--- Texte de lecture ---

Une fosse de mains coupées pourrait être les restes d’une macabre cérémonie de l’ancienne Égypte
Selon une nouvelle étude, une douzaine de mains coupées retrouvées entassées dans la cour d’un ancien palais égyptien pourraient être la conséquence d’un sinistre rituel de « trophée » pratiqué par un envahisseur “étranger”.
Image d’entête, à partir de l’étude : une main droite sur sa face palmaire avec ses doigts largement écartés. (J.Gresky/ Scientific Reports)
Des inscriptions et des reliefs provenant de tombes et de temples égyptiens représentent des mains mutilées ou amputées dès le Nouvel Empire, du XVIe au XIe siècle avant notre ère. Selon les auteurs de cette nouvelle étude, c’est la première fois que des archéologues trouvent et analysent de véritables mains amputées.
Selon les chercheurs dans leur étude (lien plus bas) :
Elles appartenaient à au moins onze hommes et peut-être à une femme, ce qui pourrait indiquer que les femmes et la guerre n’étaient pas des mondes à part.
L’équipe a effectué son analyse sur ce qu’elle a déterminé être des mains droites découvertes en 2011, enterrées dans trois fosses distinctes dans la cour du palais des Hyksos (« chefs des pays étrangers ») d’Avaris sur le site archéologique de Tell el-Dab’a, dans le nord-est de l’Égypte.
Le palais date de la XVe dynastie (1640-1530 avant notre ère), lorsque les rois Hyksos régnaient sur la Basse et la Moyenne Égypte jusqu’à la ville de Cusae, aujourd’hui connue sous le nom d’El Quseyya. On pensait que les Hyksos étaient des envahisseurs de l’Égypte et que leurs rois étaient les premiers souverains étrangers de la civilisation, mais des preuves récentes montrent que cela a peut-être été interprété de façon erronée.
A partir de l’étude : localisation du site archéologique de Tell el-Dab’a en Égypte. (J.Gresky/ Scientific Reports)
Selon l’équipe de chercheurs allemands et autrichiens, les mains coupées trouvées dans les fosses proviennent d’un minimum de 12 adultes, bien que la découverte de multiples mains et doigts incomplets signifie qu’il aurait pu y avoir jusqu’à 18 mains au total.
Dirigée par la paléopathologiste Julia Gresky, de l’Institut archéologique allemand de Berlin, l’équipe a d’abord examiné les causes taphonomiques de l’emplacement particulier des mains coupées. La taphonomie étudie les corps et les parties du corps après la mort, en évaluant les processus de préservation, de décomposition et de fossilisation.
S’il n’est pas rare que des parties du corps s’éloignent les unes des autres au fil du temps, séparées violemment par une inondation ou un charognard, ou progressivement par les intempéries et l’érosion, les chercheurs pensent que les mains coupées ont pu être placées délibérément.

---

# Consigne a:
D'après l'article consacré aux mains coupées, répondez aux questions suivantes :
(i) En quelle année les mains ont-elles été découvertes ?
(ii) De quelle dynastie date le palais des Hyksos d'Avaris ?
(iii) Sous quel nom la ville de Cusae est-elle aujourd'hui connue ?
L'article consacré aux mains coupées est sans rapport avec les lignes qui suivent.

--- Extrait de données ---

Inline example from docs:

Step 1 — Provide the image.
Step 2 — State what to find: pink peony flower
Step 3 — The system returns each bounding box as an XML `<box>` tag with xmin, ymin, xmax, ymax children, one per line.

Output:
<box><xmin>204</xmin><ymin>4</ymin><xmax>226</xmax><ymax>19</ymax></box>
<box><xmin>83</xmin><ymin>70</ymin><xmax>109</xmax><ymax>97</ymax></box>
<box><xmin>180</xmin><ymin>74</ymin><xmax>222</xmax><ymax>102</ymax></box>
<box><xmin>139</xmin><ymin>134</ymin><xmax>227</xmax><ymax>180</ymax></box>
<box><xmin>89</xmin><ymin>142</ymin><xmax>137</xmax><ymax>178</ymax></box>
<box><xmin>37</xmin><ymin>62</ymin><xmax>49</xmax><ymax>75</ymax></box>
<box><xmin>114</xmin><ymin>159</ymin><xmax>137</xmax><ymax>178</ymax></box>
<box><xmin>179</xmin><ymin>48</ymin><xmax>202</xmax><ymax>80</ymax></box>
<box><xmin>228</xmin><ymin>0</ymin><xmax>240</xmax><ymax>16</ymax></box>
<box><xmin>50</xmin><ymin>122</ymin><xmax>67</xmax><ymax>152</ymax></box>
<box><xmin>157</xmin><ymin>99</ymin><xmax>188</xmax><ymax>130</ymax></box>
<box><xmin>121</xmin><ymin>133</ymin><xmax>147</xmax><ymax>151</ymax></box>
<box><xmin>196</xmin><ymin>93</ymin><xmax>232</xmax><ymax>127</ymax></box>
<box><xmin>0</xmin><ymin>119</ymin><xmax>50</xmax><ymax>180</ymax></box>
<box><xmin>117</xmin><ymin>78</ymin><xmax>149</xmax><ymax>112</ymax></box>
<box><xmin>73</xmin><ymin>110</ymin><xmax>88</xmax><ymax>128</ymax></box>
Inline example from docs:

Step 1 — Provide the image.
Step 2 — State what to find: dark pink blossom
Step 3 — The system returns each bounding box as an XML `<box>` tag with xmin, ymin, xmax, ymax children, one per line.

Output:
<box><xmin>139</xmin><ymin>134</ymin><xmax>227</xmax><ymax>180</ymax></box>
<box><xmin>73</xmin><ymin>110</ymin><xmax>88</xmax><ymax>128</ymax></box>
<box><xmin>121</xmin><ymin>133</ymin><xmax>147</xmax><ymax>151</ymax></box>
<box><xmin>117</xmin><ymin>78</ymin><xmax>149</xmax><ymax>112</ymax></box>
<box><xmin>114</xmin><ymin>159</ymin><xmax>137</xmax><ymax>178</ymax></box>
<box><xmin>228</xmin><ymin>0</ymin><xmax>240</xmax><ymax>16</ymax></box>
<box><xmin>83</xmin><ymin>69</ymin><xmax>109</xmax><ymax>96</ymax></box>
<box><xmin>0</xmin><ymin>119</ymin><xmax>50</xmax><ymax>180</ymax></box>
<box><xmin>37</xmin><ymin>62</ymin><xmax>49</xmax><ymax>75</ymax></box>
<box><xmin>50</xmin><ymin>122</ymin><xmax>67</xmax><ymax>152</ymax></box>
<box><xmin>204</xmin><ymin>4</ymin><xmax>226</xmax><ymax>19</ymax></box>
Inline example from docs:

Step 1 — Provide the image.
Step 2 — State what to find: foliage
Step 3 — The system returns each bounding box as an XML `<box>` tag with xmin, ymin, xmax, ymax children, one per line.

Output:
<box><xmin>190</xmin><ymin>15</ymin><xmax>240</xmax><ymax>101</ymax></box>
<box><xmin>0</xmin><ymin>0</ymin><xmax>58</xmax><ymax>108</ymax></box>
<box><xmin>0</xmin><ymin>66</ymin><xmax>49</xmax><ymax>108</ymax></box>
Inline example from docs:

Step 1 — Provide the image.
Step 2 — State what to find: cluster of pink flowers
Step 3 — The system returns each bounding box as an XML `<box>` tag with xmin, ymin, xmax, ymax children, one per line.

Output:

---

# Consigne b:
Comptez les lignes de données contenant la chaîne "find", en tenant compte de la casse, et indiquez uniquement le nombre obtenu.

# Réponse détaillée a:
(i) En 2011.
(ii) De la XVe dynastie (1640-1530 avant notre ère).
(iii) El Quseyya.

# Réponse détaillée b:
4